● Tasks:
1. According to the IntelliTalent project description, how is the hybrid score weighted?
2. Please carry on the IntelliTalent project description after its Approach section.

● Extract:
····················

IntelliTalent
GPT-4o-mini · FAISS · LangChain · MongoDB — 2026

Overview
IntelliTalent is a full-stack job matching platform that parses a PDF resume, extracts structured skills using GPT-4o-mini with FAISS-backed retrieval-augmented generation, and ranks live job listings from LinkedIn and Indeed using a hybrid scoring algorithm combining semantic similarity and skill overlap.
Problem
Job seekers manually scan hundreds of listings that are irrelevant to their skills. Keyword-based search misses contextually relevant roles while returning noise. There's no easy way to know which jobs you're actually qualified for.
Approach
Parse resume with PyMuPDF → extract skills via GPT-4o-mini + FAISS RAG over an 89-skill taxonomy → scrape live jobs via Apify → embed resume and all job descriptions using OpenAI text-embedding-3-small (1,536-dim) → compute hybrid score (60% cosine similarity + 40% skill overlap via regex taxonomy matching) → rank and display results with skill gap analysis.

····················

● Data extract:

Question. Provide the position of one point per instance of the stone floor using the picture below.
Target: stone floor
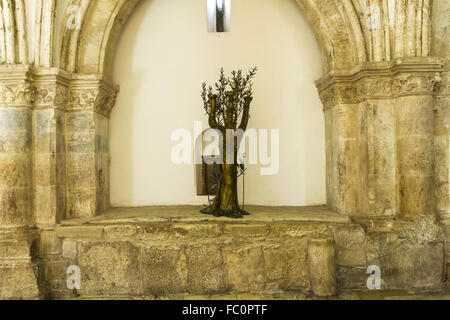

····················

● Responses by item number:
1. 60% cosine similarity and 40% skill overlap.

2.
System Architecture
The platform processes a resume through a multi-stage pipeline before surfacing ranked job matches:
- PDF Upload (Streamlit) → PyMuPDF text extraction
- GPT-4o-mini: resume summarization + skill extraction via FAISS RAG over 89-skill taxonomy
- Apify Actors: live LinkedIn + Indeed job scrape
- OpenAI batch embeddings — text-embedding-3-small (1,536-dim) for resume and all jobs
- NumPy vectorized cosine similarity across all jobs in <100ms
- Hybrid score = 0.6 × semantic similarity + 0.4 × skill overlap (regex taxonomy matching)
- MongoDB: user profiles, job cache with 7-day TTL indexes, match history
- Streamlit dashboard: ranked job cards + skill gap analysis panel
Key Features
- FAISS-backed RAG over 89-skill taxonomy — injects only relevant skills into LLM context, reducing token usage
- Regex taxonomy matching replaces per-job LLM calls (~50ms vs 5+ sec per job)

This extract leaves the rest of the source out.